Directions for this task
Copy out every one of the records below verbatim, line for line.

______

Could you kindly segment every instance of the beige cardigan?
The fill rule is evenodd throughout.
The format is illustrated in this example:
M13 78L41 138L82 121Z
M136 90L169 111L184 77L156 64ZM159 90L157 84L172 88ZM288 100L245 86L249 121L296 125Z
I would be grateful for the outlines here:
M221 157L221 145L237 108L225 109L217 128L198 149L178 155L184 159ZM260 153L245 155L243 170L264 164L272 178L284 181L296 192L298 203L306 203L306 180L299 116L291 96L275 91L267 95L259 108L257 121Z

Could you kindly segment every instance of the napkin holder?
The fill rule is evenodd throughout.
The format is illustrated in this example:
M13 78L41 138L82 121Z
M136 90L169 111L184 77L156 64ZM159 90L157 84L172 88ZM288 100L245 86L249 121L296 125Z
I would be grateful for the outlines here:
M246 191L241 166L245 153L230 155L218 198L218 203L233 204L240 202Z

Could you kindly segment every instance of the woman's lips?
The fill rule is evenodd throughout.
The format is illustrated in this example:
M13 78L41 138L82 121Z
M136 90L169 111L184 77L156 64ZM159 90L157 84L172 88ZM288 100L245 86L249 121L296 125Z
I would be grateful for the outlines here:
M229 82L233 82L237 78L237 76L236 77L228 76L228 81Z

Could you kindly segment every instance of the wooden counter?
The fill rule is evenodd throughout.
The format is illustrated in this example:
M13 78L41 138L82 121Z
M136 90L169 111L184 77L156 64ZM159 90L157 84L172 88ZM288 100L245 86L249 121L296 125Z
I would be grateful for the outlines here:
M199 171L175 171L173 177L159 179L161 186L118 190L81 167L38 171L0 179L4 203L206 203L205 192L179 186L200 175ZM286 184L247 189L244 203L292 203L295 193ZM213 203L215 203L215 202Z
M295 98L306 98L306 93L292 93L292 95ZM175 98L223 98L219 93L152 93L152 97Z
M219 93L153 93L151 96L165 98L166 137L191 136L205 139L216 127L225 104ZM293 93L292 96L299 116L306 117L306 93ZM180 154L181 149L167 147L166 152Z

______

Solution for this problem
Could you kindly segment every instance of the beige cardigan?
The fill rule is evenodd throughout.
The format is illustrated in this example:
M13 78L41 138L82 121Z
M136 90L169 111L184 77L156 64ZM159 90L157 84L172 88ZM288 100L245 86L249 121L296 125Z
I would be grateful for the outlines here:
M221 157L221 145L237 108L225 109L217 128L198 149L178 155L184 159ZM260 153L245 155L243 170L264 164L272 178L284 181L296 192L298 203L306 203L306 180L299 116L291 96L275 91L267 95L259 108L257 121Z

Could you kindly segment every instance of the napkin holder?
The fill rule is evenodd throughout.
The format is illustrated in this example:
M13 78L41 138L82 121Z
M136 90L169 111L184 77L156 64ZM159 90L157 84L172 88ZM288 100L245 86L249 121L296 125Z
I would be grateful for the outlines here:
M246 191L241 166L245 153L230 155L218 198L218 203L233 204L240 202Z

Could you kindly segment every instance of the woman's lips?
The fill rule is evenodd throughout.
The format is illustrated in this example:
M13 78L41 138L82 121Z
M136 90L169 111L184 77L156 64ZM159 90L157 84L172 88ZM288 100L245 86L249 121L296 125Z
I would be grateful for the outlines here:
M229 82L233 82L237 78L237 76L236 77L228 76L228 81Z

Could you kindly segment every instance of the wooden counter?
The fill rule is evenodd throughout.
The format is illustrated in this example:
M13 78L41 138L82 121Z
M136 90L169 111L184 77L156 64ZM159 90L157 84L172 88ZM288 100L245 86L249 121L296 125Z
I would be grateful for the outlines here:
M199 171L175 171L173 177L159 179L161 186L118 190L81 167L38 171L0 179L4 203L206 203L205 192L179 186L200 175ZM286 184L247 189L244 203L292 203L295 193ZM213 203L215 203L215 202Z
M295 98L306 98L306 93L292 93L292 95ZM175 98L223 98L219 93L152 93L152 97Z
M219 93L153 93L151 96L165 98L166 137L191 136L205 139L216 127L225 104ZM293 93L292 96L299 116L306 117L306 93ZM180 154L181 149L167 147L166 152Z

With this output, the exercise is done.